**What this task involves**:
Compute the number of lines in the following data that include the word "race", and output that number alone.

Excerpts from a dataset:
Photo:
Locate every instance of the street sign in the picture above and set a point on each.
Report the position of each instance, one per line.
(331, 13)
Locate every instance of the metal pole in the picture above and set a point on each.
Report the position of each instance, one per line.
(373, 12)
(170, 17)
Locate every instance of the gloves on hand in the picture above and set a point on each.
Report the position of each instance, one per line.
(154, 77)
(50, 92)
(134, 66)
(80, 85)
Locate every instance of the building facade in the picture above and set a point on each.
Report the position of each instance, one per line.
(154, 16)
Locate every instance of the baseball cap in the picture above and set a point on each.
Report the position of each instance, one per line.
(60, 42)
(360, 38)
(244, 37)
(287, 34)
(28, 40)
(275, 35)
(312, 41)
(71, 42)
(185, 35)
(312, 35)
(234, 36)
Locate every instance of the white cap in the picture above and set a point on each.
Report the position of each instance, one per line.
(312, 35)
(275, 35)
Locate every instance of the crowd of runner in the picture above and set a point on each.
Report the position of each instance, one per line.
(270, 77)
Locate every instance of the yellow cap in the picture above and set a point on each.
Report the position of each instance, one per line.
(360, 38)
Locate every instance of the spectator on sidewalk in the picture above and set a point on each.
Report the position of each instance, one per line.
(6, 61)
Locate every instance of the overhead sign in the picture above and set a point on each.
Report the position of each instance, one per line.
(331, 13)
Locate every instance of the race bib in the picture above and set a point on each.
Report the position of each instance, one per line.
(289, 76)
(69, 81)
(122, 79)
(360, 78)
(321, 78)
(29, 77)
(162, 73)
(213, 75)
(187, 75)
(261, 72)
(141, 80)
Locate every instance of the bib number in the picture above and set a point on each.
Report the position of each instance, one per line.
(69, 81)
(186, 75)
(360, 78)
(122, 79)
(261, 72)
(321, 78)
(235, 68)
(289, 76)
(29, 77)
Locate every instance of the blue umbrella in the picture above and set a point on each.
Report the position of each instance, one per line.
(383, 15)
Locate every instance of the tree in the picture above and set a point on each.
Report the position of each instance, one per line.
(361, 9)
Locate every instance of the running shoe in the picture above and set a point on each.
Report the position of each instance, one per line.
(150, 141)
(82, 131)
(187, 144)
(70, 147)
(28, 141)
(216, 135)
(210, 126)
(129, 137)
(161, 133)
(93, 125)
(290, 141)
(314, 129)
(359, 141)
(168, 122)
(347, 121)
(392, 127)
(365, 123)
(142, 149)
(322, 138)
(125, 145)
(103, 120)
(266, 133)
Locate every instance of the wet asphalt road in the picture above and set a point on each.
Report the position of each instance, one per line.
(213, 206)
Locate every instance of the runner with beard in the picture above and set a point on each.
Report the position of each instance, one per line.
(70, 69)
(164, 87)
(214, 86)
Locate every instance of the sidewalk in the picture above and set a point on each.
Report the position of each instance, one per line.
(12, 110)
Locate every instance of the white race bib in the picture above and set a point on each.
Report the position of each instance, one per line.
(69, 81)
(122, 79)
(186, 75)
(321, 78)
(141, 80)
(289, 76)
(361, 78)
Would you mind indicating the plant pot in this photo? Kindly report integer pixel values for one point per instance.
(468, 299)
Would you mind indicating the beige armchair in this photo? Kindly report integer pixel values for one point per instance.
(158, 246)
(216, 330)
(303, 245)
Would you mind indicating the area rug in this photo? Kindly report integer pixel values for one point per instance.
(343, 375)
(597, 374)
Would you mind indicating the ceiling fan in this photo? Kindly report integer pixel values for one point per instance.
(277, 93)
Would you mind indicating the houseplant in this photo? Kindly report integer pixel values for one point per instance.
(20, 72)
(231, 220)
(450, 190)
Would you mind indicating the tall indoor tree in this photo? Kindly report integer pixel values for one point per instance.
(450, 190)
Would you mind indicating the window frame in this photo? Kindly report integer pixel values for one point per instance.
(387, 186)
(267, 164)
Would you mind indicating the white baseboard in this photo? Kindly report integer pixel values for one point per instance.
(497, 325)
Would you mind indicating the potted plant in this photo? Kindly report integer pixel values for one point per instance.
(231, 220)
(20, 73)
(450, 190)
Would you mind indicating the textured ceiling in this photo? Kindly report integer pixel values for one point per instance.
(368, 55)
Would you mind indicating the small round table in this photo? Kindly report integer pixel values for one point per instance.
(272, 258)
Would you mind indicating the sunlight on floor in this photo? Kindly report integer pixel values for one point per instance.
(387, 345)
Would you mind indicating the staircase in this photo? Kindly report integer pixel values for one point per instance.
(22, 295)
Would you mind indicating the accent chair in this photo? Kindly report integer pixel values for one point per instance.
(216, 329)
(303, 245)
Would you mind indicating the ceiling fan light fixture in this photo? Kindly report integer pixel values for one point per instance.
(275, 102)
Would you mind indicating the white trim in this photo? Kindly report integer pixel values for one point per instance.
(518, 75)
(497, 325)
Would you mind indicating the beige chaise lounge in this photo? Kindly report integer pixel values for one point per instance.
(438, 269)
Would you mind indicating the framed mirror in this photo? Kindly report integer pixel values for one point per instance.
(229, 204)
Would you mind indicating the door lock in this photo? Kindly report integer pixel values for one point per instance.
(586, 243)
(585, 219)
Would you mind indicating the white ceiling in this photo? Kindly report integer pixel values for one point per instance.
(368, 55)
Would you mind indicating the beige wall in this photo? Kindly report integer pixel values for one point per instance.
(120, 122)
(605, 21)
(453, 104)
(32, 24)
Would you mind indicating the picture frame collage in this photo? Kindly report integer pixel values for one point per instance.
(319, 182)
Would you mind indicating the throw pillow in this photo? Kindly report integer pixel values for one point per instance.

**Your response**:
2